(Dataset entries)
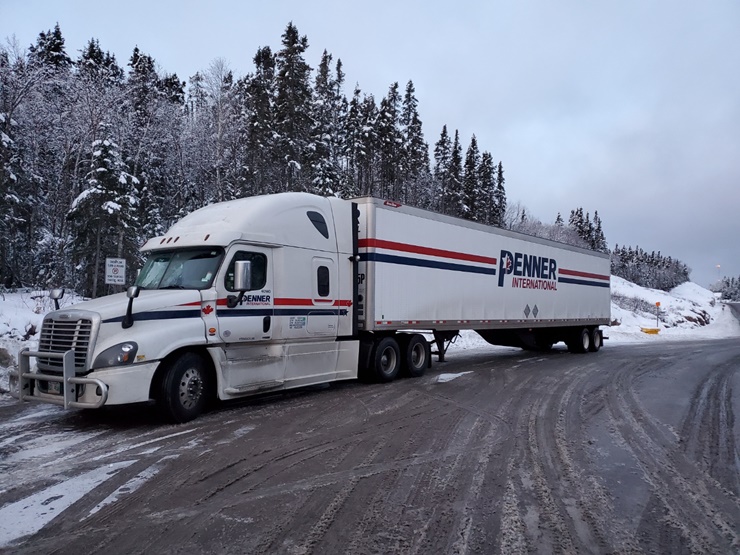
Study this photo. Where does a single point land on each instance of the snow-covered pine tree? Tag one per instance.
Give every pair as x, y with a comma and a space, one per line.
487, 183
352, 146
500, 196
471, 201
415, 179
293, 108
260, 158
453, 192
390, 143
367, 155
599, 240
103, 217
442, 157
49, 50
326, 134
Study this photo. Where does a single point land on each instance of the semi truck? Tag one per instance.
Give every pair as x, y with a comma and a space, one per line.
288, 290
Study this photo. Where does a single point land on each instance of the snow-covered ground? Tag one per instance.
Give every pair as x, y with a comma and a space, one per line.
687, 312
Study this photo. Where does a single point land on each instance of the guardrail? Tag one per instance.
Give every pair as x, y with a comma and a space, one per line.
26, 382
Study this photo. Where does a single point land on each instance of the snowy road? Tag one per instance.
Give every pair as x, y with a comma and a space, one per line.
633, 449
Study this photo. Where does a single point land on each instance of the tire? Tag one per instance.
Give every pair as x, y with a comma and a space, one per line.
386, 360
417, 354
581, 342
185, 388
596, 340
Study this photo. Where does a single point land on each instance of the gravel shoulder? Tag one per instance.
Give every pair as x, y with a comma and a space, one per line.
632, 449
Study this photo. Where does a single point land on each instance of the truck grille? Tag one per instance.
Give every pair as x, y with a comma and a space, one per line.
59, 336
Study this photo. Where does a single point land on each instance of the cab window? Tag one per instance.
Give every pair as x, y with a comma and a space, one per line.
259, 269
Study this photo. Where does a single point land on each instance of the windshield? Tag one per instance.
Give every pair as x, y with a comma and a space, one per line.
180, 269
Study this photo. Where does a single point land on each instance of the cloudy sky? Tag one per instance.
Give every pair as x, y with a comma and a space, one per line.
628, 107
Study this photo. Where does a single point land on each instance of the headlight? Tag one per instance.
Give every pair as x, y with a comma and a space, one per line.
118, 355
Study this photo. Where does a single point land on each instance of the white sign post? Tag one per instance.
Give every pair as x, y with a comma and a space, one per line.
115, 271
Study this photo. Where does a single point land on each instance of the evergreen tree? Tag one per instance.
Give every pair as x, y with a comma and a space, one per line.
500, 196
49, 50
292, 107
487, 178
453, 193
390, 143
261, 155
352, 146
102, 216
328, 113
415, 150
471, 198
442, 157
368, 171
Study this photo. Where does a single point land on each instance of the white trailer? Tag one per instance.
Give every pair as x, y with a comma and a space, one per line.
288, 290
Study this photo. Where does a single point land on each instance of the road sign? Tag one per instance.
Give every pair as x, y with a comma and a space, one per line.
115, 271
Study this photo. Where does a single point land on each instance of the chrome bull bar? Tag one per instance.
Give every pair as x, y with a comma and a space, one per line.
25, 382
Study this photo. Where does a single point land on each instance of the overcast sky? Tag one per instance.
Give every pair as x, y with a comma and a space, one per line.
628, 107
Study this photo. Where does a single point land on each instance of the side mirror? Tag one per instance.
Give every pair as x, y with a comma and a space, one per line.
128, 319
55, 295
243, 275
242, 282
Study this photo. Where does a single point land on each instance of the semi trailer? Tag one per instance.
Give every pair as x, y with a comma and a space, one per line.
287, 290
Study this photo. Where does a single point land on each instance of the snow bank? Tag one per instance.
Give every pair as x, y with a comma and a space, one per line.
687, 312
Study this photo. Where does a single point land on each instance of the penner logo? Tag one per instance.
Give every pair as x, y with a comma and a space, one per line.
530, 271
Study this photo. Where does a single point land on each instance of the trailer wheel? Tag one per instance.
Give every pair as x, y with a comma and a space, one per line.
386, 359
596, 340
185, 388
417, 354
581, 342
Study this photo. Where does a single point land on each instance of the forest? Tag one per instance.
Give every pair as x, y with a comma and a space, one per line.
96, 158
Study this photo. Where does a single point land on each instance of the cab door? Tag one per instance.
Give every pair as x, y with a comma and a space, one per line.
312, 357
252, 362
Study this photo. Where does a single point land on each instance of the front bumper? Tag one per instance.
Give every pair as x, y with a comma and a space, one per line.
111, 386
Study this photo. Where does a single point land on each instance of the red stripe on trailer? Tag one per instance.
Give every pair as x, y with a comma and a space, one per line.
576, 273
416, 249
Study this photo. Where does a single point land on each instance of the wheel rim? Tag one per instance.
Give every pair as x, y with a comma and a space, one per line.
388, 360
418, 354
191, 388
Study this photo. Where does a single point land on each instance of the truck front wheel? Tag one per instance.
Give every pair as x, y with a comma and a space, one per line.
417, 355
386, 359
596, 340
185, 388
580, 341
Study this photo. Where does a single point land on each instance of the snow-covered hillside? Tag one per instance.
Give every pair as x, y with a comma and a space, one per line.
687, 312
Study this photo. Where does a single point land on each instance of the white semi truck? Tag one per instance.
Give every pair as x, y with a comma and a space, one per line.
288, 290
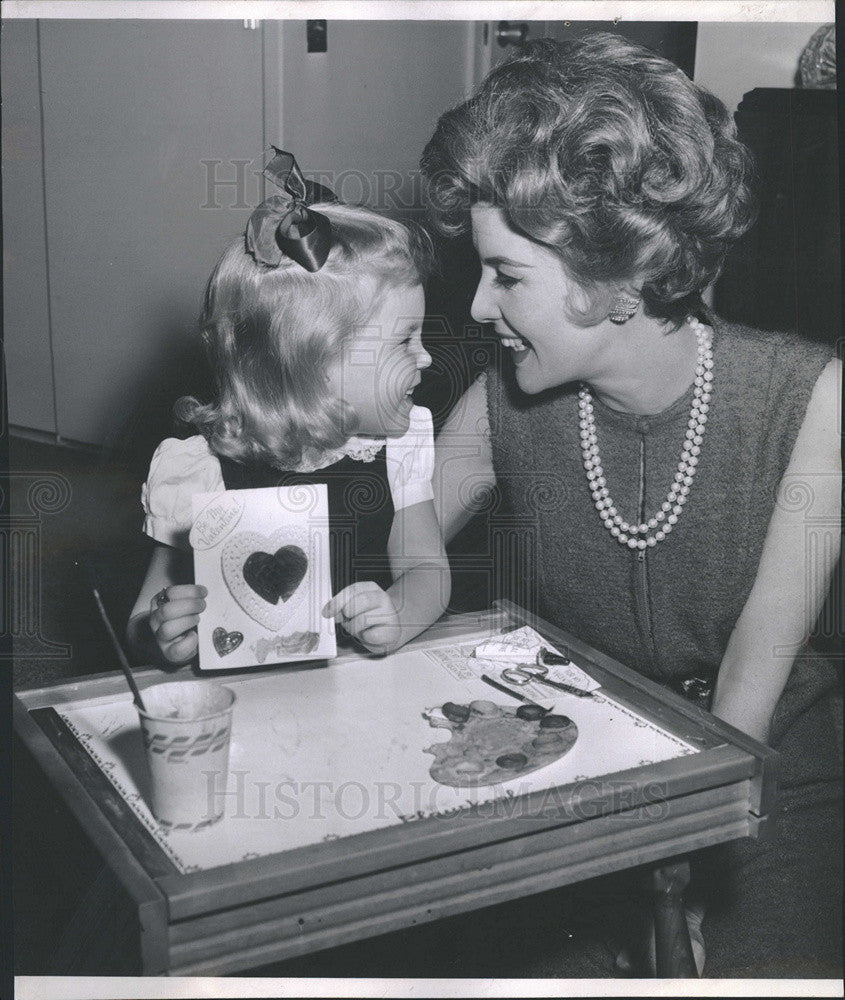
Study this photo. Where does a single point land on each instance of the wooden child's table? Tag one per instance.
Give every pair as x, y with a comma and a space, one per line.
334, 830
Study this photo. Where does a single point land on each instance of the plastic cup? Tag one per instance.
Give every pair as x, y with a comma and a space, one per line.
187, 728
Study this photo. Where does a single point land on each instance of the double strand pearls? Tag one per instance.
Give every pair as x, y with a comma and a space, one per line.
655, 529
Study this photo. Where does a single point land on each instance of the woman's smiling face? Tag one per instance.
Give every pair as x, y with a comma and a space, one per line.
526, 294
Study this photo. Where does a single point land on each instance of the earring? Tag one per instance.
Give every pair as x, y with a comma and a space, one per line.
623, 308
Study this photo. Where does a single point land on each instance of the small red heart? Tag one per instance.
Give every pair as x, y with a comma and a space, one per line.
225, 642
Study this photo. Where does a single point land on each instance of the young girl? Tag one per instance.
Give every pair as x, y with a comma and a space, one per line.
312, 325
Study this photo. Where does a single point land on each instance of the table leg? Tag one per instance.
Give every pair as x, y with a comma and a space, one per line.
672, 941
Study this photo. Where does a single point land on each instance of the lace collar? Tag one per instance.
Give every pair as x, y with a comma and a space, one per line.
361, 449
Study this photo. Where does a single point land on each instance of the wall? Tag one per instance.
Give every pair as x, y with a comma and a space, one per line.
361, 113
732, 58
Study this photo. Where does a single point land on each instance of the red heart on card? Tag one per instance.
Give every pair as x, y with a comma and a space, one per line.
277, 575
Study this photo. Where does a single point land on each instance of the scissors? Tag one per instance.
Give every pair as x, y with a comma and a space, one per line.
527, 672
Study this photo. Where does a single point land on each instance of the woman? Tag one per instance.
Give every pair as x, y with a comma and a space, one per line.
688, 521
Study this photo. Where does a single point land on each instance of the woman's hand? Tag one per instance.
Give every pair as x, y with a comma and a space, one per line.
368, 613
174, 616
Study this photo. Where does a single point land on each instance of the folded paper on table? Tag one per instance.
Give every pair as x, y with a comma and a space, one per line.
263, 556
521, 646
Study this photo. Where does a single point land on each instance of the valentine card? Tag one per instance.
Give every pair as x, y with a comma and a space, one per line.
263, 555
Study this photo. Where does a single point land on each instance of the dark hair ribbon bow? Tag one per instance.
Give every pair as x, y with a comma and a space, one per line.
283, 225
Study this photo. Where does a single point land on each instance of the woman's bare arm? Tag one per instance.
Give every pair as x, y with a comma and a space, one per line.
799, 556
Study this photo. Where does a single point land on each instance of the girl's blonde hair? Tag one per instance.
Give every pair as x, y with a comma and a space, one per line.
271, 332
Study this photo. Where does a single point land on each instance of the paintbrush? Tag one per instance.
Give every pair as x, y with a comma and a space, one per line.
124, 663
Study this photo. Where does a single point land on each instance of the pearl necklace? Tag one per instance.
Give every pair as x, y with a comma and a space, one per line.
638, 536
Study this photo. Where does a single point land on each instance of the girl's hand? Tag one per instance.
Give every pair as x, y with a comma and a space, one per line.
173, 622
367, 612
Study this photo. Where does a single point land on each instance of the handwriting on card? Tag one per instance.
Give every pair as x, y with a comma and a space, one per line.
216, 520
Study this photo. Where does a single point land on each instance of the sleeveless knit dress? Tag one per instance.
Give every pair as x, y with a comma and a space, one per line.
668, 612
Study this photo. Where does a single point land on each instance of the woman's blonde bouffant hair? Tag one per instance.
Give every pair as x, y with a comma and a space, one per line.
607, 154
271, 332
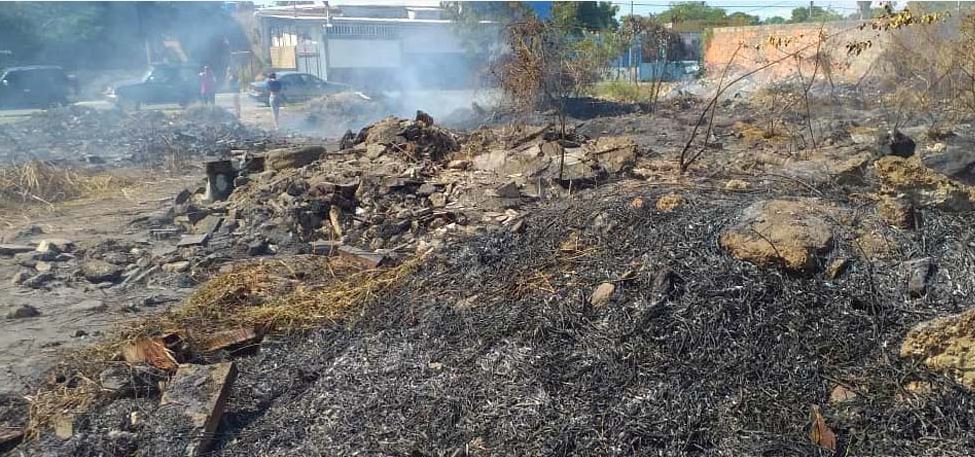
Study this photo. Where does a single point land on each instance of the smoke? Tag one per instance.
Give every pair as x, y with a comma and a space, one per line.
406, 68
---
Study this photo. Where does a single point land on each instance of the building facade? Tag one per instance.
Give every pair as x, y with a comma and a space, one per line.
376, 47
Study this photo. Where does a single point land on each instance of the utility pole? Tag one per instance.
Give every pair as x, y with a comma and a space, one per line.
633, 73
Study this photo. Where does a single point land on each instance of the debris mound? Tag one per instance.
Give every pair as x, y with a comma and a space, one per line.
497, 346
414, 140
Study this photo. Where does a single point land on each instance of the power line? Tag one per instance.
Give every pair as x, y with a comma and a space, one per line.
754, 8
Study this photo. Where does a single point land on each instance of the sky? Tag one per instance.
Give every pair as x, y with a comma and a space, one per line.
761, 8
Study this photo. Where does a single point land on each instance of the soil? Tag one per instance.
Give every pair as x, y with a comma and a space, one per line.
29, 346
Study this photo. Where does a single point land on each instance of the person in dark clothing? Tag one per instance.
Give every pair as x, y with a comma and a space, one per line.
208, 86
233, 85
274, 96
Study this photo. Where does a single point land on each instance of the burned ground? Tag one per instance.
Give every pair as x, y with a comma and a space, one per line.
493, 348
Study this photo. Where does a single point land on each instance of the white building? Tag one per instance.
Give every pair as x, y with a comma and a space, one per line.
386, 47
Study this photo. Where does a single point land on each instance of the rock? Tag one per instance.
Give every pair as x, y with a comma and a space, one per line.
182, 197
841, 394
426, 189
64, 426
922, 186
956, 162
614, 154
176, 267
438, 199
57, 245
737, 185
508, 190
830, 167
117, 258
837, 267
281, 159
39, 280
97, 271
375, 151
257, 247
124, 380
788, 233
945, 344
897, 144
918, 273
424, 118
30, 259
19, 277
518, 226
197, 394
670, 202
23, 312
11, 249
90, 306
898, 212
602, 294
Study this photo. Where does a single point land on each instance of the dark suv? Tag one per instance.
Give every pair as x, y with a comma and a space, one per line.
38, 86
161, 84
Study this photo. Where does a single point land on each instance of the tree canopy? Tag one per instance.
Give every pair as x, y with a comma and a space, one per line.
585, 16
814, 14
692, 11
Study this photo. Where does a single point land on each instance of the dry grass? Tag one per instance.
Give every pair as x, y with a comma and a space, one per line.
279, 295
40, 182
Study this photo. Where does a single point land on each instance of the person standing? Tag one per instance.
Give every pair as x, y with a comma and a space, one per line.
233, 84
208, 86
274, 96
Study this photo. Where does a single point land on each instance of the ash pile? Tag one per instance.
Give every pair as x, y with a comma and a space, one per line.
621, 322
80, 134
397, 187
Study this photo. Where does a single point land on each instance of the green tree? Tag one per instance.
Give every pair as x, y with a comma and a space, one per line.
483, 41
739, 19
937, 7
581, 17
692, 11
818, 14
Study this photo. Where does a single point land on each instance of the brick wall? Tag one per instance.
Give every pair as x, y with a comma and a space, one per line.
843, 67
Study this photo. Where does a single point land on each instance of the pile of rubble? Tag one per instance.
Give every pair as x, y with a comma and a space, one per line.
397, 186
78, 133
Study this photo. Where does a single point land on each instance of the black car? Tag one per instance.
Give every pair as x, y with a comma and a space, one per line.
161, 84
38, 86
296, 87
--
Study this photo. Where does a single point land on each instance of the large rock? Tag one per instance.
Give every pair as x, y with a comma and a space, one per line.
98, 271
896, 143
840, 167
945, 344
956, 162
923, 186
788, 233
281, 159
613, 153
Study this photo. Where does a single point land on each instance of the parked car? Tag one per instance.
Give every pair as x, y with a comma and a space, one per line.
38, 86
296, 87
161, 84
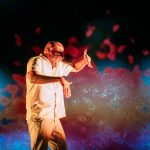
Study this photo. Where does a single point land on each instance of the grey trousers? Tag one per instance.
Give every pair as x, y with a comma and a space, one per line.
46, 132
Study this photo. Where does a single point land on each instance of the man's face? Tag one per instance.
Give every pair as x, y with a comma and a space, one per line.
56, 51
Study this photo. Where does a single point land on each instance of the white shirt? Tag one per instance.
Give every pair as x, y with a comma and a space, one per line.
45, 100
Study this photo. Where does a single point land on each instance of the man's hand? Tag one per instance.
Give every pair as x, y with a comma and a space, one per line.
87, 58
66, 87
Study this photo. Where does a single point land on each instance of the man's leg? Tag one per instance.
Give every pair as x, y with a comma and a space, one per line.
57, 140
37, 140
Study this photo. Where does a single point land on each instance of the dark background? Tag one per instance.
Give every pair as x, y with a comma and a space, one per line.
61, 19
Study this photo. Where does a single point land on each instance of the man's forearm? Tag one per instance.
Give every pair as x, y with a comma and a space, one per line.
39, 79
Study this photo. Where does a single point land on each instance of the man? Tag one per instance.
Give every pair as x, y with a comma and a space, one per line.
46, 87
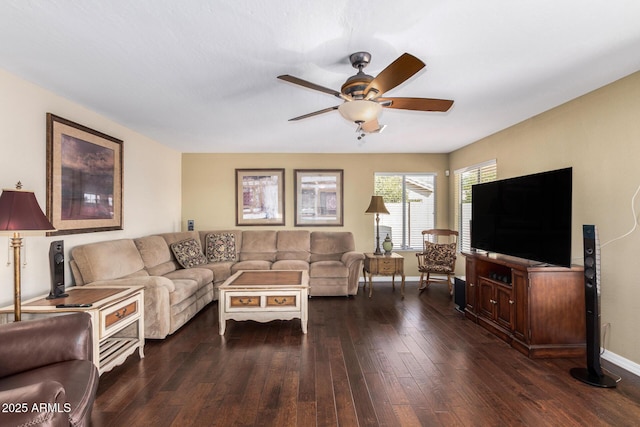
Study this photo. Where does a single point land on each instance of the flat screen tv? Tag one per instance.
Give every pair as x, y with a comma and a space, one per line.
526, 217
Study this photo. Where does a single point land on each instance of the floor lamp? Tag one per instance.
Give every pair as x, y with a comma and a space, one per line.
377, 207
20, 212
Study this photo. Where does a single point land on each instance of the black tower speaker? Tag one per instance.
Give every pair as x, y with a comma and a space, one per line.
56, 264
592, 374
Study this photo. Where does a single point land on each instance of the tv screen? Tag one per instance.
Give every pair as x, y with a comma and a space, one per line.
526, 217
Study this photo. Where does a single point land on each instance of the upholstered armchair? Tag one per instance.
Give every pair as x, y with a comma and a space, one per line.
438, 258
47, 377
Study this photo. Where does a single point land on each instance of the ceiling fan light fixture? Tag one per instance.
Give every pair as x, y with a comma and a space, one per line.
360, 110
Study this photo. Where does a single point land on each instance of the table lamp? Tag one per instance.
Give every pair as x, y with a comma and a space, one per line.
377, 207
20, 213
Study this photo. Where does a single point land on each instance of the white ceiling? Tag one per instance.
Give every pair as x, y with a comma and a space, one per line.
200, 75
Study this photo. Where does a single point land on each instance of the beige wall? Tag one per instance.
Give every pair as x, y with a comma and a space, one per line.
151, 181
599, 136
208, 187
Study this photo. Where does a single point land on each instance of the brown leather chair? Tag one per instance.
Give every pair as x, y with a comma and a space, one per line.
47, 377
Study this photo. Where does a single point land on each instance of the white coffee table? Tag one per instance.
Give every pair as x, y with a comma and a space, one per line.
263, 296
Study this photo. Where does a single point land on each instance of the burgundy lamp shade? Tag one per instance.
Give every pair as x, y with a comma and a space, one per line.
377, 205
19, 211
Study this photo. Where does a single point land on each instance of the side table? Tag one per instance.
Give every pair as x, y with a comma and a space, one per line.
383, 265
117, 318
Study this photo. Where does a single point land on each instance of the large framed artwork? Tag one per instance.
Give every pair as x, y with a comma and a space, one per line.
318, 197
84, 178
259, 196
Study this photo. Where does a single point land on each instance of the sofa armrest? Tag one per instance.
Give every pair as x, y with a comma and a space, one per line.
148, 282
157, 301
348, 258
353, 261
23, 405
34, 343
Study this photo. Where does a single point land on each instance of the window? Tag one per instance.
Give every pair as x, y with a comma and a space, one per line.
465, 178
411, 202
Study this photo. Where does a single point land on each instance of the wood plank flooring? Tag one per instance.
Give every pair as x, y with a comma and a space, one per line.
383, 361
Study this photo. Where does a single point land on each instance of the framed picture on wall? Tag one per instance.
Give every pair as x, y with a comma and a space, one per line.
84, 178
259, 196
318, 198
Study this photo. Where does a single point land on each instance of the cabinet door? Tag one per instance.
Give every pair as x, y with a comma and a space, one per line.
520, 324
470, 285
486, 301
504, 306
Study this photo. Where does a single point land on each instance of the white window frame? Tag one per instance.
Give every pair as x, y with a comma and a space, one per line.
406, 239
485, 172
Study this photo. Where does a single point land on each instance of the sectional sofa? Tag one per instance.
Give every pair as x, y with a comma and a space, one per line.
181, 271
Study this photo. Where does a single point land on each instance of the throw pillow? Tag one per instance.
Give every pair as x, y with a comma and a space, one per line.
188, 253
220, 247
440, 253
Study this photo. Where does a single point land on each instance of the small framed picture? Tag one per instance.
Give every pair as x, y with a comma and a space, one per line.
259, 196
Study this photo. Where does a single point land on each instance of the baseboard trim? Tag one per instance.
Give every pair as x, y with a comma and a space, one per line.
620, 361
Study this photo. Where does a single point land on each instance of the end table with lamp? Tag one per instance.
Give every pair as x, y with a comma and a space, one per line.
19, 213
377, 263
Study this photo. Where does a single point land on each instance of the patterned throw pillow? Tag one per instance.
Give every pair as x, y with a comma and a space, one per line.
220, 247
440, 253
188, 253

# GIVEN PROBLEM
Count the lines in the items above that contain the word "ceiling", treating uppercase and lowercase as different, and give only that number.

# EXERCISE RESPONSE
2